══ Texto para leitura

Ao longo do tempo o
colonialismo refletiu de diversas maneiras nas antigas colônias, a mais
proeminente foi na cultura. Os países que sofreram da colonização hoje
partilham da mesma língua de seus colonizadores, além de um pensamento extremamente
eurocêntrico. Tal visão fez com que os colonizados desvalorizassem suas produções
e saberes originais, em contramão valorizando o que é estrangeiro. Com o advento
do imperialismo estadunidense e a consolidação do “american way of life”, é visível a desvalorização e o sufocamento
dos entendimentos locais, perante a suposta superioridade do norte.
Contudo, as diferenças entre
o norte e o sul persistem, e vêm sendo ignoradas em nome de uma hipossuficiência,
mas este colonialismo do norte produz uma serie de exclusões, principalmente no
âmbito jurídico. Isto é visto no primado do direito, uma forma de legitimação da
exploração do sul e uma expressão do imperialismo. A linguagem jurídica moderna
valida o modelo dominante, colonial e capitalista, esquecendo-se das diferenças
abissais entre norte e sul, mas vendendo a realidade do norte como uma verdade
global.

════

» Conjunto de tarefas:
1: Segundo o texto sobre o colonialismo, em qual âmbito o colonialismo do norte produz principalmente uma série de exclusões?
2: Resuma em duas frases o texto sobre o colonialismo.
3: Prossiga com a redação do texto sobre o colonialismo a partir do ponto em que ele termina.

══ Itens registrados

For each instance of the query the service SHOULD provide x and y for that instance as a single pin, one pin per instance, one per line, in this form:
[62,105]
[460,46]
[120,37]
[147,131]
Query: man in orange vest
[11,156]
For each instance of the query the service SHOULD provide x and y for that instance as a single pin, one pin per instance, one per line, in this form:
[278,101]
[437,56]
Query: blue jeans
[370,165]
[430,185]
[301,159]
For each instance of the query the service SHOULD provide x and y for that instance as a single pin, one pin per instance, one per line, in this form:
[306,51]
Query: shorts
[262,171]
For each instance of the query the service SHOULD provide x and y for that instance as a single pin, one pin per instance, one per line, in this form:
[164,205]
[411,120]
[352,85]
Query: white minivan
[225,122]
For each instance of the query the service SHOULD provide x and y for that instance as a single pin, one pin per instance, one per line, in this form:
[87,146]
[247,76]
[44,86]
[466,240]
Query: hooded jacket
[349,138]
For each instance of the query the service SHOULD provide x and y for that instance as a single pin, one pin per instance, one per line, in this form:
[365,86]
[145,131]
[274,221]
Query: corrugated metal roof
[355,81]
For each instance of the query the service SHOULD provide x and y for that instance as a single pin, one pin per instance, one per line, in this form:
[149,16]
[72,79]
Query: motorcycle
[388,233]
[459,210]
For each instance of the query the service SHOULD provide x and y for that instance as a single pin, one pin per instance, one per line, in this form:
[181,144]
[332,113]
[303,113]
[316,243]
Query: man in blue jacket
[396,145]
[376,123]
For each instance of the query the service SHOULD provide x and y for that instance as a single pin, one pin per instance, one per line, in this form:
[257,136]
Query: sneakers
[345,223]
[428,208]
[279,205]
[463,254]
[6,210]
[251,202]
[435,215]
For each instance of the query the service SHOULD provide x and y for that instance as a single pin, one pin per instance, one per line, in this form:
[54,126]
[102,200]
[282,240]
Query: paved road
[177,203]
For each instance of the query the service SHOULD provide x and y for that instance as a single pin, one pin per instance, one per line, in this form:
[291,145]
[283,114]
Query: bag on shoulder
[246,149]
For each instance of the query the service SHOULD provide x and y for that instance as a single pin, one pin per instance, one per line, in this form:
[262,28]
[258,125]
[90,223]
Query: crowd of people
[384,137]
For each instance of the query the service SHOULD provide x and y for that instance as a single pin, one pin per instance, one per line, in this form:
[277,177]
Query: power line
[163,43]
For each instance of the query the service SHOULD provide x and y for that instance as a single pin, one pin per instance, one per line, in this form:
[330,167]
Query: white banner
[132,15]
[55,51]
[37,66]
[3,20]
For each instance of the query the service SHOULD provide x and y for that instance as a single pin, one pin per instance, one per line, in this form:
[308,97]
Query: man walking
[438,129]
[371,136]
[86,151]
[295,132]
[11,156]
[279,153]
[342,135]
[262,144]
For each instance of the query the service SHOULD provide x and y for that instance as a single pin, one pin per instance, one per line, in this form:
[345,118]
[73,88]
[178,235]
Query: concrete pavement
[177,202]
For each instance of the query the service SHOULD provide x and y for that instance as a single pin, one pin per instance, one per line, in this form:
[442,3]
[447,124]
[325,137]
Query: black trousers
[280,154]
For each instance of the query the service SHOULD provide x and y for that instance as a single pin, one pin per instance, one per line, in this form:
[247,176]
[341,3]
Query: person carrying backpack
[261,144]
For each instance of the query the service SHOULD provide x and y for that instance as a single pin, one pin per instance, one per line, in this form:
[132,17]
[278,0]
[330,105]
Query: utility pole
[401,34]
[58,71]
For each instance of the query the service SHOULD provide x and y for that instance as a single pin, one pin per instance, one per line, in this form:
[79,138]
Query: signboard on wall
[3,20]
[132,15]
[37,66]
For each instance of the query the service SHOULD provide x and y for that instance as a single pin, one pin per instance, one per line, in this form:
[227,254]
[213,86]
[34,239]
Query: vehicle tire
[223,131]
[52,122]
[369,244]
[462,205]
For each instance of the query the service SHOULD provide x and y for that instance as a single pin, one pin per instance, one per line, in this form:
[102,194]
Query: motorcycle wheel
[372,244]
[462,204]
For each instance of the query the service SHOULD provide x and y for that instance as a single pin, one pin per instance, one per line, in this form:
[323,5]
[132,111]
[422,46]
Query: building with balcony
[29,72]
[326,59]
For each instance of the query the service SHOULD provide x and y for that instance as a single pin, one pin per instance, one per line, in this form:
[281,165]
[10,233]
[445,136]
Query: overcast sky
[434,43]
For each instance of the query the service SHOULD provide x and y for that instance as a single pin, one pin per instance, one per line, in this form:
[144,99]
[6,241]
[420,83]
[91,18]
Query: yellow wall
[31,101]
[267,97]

════

» Respostas às tarefas:
1: No âmbito jurídico.

2: O colonialismo refletiu sobretudo na cultura das antigas colônias, que hoje partilham a língua dos colonizadores e um pensamento eurocêntrico que desvaloriza os saberes locais, desvalorização acentuada pelo imperialismo estadunidense e pelo “american way of life”. Esse colonialismo do norte produz exclusões principalmente no âmbito jurídico, onde o primado do direito legitima a exploração do sul e a linguagem jurídica moderna vende a realidade do norte como verdade global.

3:
Assim, o direito
instrumentaliza-se tal qual um reflexo dos interesses dos capitais do norte, a
partir de uma perspectiva universal e global. Um dos maiores exemplos disso é
os direitos humanos, criado a partir de somente uma perspectiva e excluindo
toda uma complexidade de encontros jurídicos, e, além disso, não reconhecendo a
linha abissal que divide o mundo.
A partir disso, Boaventura
de Sousa Santos propõe uma epistemologia do sul, que junto com a sociologia do
direito identificaria as exclusões causadas pelo pensamento colonial,
reformulando e desconstruindo a partir do direito moderno, destarte á produzir
um direito emancipatório. Em conjunto, Sara Araújo propõe uma ecologia de
direitos, rejeitando a monocultura estabelecida pelo norte e reconhecida à
multiplicidade de conhecimentos do sul, e á partir da vivencia do habitus jurídico alargar o cânone jurídico
e promover um direitos dos oprimidos.
O dito acima é uma descrição
do que ocorreu no agravo de instrumento referente ao caso da Fazenda Primavera
do MST, ocorrido no Tribunal de Justiça do Rio Grande do Sul em 2001. No qual
uma reintegração de posse colocou em conflito os interesses coletivos e os
individuais, e contrapôs o recente conceito de função social da terra com o já
estabelecido, e universal direito á propriedade. Este evento reconheceu que o
latifúndio não deve ser resguardado, pois desafia o equilíbrio social e não possuía
função social, e declara que o direito á propriedade não é absoluto, e que
assegurar uma vida digna é um dever fundamental do estado.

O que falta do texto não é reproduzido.